YOUR INSTRUCTIONS -> Exactly as written, transcribe each record below.

TASK MATERIAL ->
━━━

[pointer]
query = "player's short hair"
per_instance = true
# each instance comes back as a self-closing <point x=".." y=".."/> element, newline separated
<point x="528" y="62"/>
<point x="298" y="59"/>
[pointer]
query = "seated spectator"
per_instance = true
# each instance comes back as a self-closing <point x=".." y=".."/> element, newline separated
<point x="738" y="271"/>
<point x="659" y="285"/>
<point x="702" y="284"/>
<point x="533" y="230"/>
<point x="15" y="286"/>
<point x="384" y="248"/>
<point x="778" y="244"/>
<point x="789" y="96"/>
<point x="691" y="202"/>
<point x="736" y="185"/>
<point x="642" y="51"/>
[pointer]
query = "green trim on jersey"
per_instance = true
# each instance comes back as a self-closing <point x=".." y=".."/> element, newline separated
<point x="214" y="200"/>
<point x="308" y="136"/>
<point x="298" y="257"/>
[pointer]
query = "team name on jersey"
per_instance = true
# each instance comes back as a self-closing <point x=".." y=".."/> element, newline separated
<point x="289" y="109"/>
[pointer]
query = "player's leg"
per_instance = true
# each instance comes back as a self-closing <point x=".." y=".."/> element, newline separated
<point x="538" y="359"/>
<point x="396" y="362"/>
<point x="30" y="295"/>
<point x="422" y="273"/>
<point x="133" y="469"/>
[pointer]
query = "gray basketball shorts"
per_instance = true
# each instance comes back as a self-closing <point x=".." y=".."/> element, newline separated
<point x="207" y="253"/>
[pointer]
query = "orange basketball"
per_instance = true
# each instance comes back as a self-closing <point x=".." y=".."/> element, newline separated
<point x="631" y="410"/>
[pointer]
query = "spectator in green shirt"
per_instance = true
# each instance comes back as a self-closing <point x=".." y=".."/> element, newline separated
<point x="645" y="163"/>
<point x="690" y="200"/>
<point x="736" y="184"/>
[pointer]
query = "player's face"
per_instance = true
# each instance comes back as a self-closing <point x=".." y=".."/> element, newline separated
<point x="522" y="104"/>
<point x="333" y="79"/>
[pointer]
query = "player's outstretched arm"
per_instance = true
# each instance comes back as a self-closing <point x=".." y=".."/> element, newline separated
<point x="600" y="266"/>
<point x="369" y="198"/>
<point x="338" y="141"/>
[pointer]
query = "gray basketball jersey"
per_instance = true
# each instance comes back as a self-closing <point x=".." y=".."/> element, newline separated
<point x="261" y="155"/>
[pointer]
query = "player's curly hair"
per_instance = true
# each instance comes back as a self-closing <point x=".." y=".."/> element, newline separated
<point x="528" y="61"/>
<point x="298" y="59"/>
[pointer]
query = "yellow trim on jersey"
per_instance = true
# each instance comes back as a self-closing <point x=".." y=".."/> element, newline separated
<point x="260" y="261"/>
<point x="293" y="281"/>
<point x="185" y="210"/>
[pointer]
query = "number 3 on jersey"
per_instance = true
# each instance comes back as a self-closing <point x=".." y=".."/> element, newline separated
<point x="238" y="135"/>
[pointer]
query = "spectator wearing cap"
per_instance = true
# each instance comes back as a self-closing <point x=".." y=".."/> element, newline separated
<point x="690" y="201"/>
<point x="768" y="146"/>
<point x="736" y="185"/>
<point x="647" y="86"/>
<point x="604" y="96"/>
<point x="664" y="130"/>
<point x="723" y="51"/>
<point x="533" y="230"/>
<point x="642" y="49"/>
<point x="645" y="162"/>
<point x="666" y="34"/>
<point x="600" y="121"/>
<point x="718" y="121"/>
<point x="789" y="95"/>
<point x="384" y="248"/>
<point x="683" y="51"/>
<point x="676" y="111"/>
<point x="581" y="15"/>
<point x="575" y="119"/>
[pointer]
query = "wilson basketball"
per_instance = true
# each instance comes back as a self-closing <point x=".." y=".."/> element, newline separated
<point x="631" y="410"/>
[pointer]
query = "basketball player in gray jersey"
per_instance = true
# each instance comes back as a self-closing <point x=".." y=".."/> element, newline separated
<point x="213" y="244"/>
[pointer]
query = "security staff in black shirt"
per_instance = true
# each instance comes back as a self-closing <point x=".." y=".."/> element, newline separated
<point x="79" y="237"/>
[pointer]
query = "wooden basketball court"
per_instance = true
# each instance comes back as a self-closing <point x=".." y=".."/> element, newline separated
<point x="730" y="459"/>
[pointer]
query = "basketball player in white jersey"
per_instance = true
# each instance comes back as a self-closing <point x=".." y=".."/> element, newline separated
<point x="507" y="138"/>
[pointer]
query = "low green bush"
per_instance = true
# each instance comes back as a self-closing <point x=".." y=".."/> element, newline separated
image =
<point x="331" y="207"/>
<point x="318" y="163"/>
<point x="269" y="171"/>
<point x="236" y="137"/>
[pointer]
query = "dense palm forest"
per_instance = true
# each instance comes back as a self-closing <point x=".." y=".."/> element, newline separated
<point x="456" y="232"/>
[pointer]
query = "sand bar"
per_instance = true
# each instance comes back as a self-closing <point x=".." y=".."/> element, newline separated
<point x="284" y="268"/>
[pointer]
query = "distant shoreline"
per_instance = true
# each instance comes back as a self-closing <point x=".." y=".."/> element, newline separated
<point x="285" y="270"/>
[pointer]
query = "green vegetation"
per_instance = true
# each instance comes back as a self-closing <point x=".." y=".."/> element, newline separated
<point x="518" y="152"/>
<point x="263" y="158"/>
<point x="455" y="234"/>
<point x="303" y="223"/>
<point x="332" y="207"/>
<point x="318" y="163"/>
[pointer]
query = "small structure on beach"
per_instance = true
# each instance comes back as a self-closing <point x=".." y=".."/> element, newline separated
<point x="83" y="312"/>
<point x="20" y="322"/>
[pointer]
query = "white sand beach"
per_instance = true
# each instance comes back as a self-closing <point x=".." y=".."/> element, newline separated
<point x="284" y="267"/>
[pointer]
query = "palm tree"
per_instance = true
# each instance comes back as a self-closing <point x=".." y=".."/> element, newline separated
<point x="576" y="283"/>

━━━

THE COMPLETED TASK ->
[pointer]
query = "player's short hair"
per_instance = true
# each instance comes back as a self-closing <point x=".." y=".."/> element, newline separated
<point x="528" y="62"/>
<point x="298" y="59"/>
[pointer]
query = "seated spectator"
per_instance = true
# each instance comes back as a self-closing <point x=".." y=".."/> element, newline separated
<point x="738" y="271"/>
<point x="659" y="285"/>
<point x="702" y="284"/>
<point x="533" y="230"/>
<point x="15" y="286"/>
<point x="384" y="248"/>
<point x="778" y="244"/>
<point x="789" y="96"/>
<point x="691" y="202"/>
<point x="736" y="185"/>
<point x="642" y="51"/>
[pointer]
query = "green trim on jersey"
per_instance = true
# each instance comes back as a self-closing <point x=".." y=".."/> element, newline separated
<point x="214" y="200"/>
<point x="308" y="136"/>
<point x="298" y="257"/>
[pointer]
query = "team name on jersey"
per_instance = true
# each instance comes back as a self-closing <point x=".." y=".."/> element, newline separated
<point x="289" y="109"/>
[pointer]
query = "player's leg"
per_instance = true
# each instance comes back as a self-closing <point x=".." y=".."/> element, newline separated
<point x="538" y="359"/>
<point x="396" y="362"/>
<point x="30" y="295"/>
<point x="422" y="273"/>
<point x="133" y="469"/>
[pointer]
query = "gray basketball shorts"
per_instance = true
# each instance comes back as a self-closing <point x=".." y=".."/> element, newline separated
<point x="207" y="253"/>
[pointer]
query = "orange basketball"
per_instance = true
# each instance comes back as a self-closing <point x=".." y=".."/> element, newline separated
<point x="631" y="410"/>
[pointer]
query = "spectator in green shirt"
per_instance = true
# each instance comes back as a self-closing <point x=".." y=".."/> element, newline separated
<point x="645" y="163"/>
<point x="690" y="200"/>
<point x="736" y="184"/>
[pointer]
query = "player's face"
per_instance = true
# each instance comes back as a self-closing <point x=".." y=".."/> element, newline separated
<point x="522" y="104"/>
<point x="333" y="79"/>
[pointer]
query = "player's outstretched arm"
per_instance = true
# each instance comes back as a self-closing <point x=".." y=".."/> element, newline separated
<point x="600" y="266"/>
<point x="369" y="198"/>
<point x="338" y="141"/>
[pointer]
query = "gray basketball jersey"
per_instance = true
# each instance comes back as a self-closing <point x=".." y=".."/> element, newline separated
<point x="261" y="155"/>
[pointer]
query = "player's curly hair"
per_instance = true
# each instance comes back as a self-closing <point x=".." y=".."/> element, newline separated
<point x="528" y="61"/>
<point x="298" y="59"/>
[pointer]
query = "yellow trim on jersey"
per_instance = true
# each instance comes back as a self-closing <point x=".." y=".."/> element, newline separated
<point x="260" y="261"/>
<point x="293" y="281"/>
<point x="185" y="210"/>
[pointer]
query = "number 3 on jersey"
per_instance = true
# each instance comes back as a self-closing <point x=".." y=".."/> element, newline separated
<point x="238" y="135"/>
[pointer]
query = "spectator wearing cap"
per_instance = true
# each instance comes back as a self-closing <point x=".." y=".."/> element, newline separated
<point x="690" y="201"/>
<point x="768" y="146"/>
<point x="736" y="185"/>
<point x="647" y="86"/>
<point x="604" y="96"/>
<point x="664" y="130"/>
<point x="723" y="51"/>
<point x="533" y="230"/>
<point x="642" y="49"/>
<point x="645" y="162"/>
<point x="666" y="34"/>
<point x="600" y="121"/>
<point x="718" y="121"/>
<point x="789" y="95"/>
<point x="384" y="248"/>
<point x="683" y="51"/>
<point x="676" y="111"/>
<point x="581" y="15"/>
<point x="575" y="119"/>
[pointer]
query = "wilson basketball"
per_instance = true
# each instance comes back as a self-closing <point x=".." y=".."/> element, newline separated
<point x="631" y="410"/>
[pointer]
query = "basketball player in gray jersey"
per_instance = true
# each instance comes back as a self-closing <point x=".." y=".."/> element, newline separated
<point x="213" y="244"/>
[pointer]
query = "security staff in black shirt"
per_instance = true
# each instance comes back as a self-closing <point x=".." y=".."/> element, newline separated
<point x="79" y="237"/>
[pointer]
query = "wooden basketball court"
per_instance = true
# each instance comes back as a self-closing <point x=".." y=".."/> element, newline separated
<point x="730" y="459"/>
[pointer]
query = "basketball player in white jersey"
per_instance = true
# each instance comes back as a self-closing <point x=".." y=".."/> element, newline separated
<point x="507" y="138"/>
[pointer]
query = "low green bush"
per_instance = true
# each instance comes back as a self-closing <point x=".." y=".."/> element, newline separated
image =
<point x="331" y="207"/>
<point x="318" y="163"/>
<point x="269" y="171"/>
<point x="236" y="137"/>
[pointer]
query = "dense palm forest"
per_instance = true
# each instance comes back as a self-closing <point x=".." y=".."/> element, newline separated
<point x="456" y="232"/>
[pointer]
query = "sand bar"
per_instance = true
# each instance comes back as a self-closing <point x=".." y=".."/> element, newline separated
<point x="284" y="268"/>
[pointer]
query = "distant shoreline"
per_instance = true
# each instance comes back as a self-closing <point x=".." y=".."/> element, newline separated
<point x="285" y="270"/>
[pointer]
query = "green vegetation"
per_instance = true
# each instance comes back as a self-closing <point x=".." y=".."/> element, newline separated
<point x="518" y="152"/>
<point x="263" y="158"/>
<point x="455" y="234"/>
<point x="303" y="223"/>
<point x="332" y="207"/>
<point x="318" y="163"/>
[pointer]
query = "small structure on beach"
per_instance = true
# each instance comes back as a self-closing <point x=".." y=".."/> element, newline separated
<point x="83" y="312"/>
<point x="20" y="322"/>
[pointer]
query = "white sand beach"
per_instance = true
# each instance comes back as a self-closing <point x=".." y=".."/> element, newline separated
<point x="284" y="267"/>
[pointer]
query = "palm tree"
per_instance = true
# each instance comes back as a self-closing <point x=".." y=".."/> element, newline separated
<point x="576" y="283"/>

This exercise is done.